Region labeling entries
○ ○ ○ ○

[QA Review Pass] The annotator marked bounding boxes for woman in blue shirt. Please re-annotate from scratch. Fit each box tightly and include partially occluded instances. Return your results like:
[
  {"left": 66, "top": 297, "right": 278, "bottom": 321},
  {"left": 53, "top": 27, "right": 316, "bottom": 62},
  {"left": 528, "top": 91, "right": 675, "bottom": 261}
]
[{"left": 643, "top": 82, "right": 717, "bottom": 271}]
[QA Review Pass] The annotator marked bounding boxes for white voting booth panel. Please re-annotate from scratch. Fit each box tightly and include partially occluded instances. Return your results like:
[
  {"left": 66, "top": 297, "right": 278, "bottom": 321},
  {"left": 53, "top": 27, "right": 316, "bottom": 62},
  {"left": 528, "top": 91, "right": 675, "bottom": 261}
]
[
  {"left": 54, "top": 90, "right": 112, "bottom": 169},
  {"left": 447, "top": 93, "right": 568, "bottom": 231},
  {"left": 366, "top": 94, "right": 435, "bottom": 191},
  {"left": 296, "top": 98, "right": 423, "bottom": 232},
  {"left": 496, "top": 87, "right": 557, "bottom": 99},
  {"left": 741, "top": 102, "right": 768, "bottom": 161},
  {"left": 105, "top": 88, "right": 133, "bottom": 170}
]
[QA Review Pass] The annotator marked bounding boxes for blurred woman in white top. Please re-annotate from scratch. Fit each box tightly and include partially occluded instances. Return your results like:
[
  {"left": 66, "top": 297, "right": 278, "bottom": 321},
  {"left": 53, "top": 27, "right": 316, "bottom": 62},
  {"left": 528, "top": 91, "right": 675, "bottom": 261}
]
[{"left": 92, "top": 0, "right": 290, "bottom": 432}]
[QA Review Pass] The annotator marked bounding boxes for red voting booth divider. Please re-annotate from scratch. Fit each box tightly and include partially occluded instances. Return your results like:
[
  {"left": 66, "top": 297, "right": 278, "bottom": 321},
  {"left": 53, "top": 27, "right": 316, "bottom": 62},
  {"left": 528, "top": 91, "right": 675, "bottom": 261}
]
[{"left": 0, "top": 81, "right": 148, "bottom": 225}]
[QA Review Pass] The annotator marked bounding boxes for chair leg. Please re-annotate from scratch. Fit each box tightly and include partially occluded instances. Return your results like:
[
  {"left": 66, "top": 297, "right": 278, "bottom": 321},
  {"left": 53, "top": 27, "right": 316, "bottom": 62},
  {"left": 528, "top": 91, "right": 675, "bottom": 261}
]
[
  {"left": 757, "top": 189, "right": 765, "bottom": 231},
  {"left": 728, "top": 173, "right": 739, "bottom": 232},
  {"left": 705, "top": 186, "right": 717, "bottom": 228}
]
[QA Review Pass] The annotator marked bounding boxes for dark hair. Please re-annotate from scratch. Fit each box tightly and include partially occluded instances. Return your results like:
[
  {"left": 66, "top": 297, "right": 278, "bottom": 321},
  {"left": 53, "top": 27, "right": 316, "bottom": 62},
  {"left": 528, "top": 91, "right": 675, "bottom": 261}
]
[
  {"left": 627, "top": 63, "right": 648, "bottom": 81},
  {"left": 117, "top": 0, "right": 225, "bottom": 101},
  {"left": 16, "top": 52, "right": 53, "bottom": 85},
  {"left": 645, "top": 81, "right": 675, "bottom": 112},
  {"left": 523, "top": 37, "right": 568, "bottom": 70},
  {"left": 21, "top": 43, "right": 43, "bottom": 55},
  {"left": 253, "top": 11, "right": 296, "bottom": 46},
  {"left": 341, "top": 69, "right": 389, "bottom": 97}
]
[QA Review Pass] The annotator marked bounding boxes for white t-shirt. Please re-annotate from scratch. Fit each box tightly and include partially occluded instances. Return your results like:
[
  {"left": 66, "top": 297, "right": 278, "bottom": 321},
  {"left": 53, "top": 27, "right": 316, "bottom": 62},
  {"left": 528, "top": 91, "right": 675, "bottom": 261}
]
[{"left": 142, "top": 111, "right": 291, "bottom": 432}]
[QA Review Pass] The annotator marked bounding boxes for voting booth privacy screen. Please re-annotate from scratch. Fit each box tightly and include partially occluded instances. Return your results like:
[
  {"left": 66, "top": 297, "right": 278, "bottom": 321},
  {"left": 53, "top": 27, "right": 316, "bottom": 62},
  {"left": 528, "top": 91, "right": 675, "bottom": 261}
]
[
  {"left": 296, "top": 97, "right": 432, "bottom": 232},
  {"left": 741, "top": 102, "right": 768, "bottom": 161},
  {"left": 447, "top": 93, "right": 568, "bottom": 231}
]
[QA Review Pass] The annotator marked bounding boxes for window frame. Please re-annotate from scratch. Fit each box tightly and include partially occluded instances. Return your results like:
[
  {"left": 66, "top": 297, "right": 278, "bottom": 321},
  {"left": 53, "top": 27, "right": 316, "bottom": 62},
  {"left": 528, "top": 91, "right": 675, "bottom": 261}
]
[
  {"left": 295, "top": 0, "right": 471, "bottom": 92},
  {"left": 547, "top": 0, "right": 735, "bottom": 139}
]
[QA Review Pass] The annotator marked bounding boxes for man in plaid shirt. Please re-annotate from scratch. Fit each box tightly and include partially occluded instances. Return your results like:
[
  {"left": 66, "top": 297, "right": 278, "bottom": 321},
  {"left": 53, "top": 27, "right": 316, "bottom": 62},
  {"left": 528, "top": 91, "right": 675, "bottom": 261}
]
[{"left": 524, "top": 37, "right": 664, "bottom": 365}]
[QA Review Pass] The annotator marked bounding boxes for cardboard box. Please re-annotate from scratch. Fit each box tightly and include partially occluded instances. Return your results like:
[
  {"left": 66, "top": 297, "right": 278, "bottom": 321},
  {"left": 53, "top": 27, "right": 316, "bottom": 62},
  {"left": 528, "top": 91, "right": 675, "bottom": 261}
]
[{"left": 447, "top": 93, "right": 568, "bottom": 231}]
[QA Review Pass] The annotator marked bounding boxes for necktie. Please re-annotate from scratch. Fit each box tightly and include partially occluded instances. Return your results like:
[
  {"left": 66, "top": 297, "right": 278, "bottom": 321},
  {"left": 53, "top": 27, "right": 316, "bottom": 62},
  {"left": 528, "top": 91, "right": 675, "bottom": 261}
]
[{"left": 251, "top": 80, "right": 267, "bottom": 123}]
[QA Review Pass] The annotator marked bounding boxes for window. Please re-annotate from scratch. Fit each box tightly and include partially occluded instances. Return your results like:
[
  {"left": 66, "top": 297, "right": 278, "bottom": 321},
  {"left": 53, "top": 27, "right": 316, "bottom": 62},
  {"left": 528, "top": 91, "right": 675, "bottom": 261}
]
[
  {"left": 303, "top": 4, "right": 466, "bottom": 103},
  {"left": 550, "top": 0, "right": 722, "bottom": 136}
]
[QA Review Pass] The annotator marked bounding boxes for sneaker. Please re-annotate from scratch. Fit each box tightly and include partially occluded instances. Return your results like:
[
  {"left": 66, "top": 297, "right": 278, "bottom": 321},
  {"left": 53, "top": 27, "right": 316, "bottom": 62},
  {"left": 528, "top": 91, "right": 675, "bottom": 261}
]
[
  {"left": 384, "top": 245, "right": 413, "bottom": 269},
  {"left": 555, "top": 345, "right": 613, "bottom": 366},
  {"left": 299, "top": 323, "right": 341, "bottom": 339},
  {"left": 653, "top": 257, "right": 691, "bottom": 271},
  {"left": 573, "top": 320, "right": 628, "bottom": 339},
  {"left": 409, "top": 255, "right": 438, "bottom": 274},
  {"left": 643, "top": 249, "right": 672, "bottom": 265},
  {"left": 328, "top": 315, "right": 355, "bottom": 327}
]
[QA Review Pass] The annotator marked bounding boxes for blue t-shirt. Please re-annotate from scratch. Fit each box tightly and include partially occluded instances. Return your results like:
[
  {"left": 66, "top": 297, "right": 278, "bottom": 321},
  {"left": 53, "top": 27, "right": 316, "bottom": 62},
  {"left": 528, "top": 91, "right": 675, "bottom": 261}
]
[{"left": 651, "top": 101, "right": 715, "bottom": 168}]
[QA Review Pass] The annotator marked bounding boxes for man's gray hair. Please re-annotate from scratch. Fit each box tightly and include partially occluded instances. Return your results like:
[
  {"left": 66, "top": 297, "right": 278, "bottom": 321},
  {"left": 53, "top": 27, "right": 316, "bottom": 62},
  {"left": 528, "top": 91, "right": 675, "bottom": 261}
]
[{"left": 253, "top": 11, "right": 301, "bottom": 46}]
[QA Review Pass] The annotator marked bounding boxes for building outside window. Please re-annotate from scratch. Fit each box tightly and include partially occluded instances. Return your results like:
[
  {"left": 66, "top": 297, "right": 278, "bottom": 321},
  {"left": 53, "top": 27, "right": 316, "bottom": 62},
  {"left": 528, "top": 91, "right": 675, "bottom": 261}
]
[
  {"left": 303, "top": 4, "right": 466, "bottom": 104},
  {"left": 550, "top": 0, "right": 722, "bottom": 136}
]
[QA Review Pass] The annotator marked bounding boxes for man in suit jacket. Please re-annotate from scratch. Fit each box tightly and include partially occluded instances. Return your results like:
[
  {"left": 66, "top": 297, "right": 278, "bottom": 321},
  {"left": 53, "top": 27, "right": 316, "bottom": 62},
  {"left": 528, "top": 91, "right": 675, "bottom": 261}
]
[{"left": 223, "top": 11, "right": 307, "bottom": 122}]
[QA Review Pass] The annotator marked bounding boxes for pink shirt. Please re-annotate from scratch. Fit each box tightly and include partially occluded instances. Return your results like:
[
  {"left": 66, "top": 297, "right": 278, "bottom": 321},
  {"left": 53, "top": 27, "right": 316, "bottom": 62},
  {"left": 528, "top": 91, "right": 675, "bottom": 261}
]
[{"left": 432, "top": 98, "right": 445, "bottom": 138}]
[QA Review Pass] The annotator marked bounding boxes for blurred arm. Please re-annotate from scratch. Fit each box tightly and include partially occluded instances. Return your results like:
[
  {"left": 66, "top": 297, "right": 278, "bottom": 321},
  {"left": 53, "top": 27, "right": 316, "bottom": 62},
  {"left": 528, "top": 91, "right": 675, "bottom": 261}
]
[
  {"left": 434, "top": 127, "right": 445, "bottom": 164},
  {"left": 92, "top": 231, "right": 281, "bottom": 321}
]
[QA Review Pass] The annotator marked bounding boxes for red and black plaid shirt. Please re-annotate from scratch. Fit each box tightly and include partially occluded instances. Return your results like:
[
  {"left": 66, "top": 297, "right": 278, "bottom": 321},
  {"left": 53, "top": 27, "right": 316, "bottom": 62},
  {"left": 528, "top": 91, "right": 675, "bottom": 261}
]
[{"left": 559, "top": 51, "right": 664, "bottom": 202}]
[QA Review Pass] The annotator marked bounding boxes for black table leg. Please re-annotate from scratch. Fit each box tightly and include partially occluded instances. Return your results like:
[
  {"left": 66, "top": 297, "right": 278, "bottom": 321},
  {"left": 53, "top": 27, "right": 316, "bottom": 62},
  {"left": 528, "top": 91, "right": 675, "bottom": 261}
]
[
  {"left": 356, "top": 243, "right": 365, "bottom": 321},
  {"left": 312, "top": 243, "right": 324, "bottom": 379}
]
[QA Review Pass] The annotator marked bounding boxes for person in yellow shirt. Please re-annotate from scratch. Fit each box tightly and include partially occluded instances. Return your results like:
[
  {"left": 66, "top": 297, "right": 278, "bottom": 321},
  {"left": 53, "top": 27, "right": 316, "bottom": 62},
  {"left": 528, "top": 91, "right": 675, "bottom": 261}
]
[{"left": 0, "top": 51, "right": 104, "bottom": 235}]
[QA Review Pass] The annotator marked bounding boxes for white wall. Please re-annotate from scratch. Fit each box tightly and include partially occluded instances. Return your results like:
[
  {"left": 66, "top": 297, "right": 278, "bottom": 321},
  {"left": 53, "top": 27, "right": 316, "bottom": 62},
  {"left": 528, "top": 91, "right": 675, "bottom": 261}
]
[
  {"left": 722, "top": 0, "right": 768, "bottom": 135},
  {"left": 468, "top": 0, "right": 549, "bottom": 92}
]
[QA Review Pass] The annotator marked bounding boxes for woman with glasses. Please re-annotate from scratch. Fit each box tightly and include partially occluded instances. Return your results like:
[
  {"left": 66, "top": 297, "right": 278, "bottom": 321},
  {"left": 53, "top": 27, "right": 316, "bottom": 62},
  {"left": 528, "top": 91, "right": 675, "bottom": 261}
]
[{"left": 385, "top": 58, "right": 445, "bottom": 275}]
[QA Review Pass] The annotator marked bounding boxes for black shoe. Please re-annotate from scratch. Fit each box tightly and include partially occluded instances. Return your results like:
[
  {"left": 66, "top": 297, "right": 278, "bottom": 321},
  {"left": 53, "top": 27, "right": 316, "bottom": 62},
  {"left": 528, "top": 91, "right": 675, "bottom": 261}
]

○ ○ ○ ○

_DESCRIPTION OF THE TASK:_
Collect every line of the entries above that contains the string "plaid", and note that case counts.

_RIGHT ANSWER:_
[QA Review Pass] The annotator marked bounding boxes for man in plaid shirt. Please re-annotate from scratch. Fit each box tightly and include partially occluded instances. Return your results like:
[QA Review Pass] The annotator marked bounding boxes for red and black plaid shirt. Please re-annotate from scratch. Fit each box tightly and include partially occluded instances. Return your results like:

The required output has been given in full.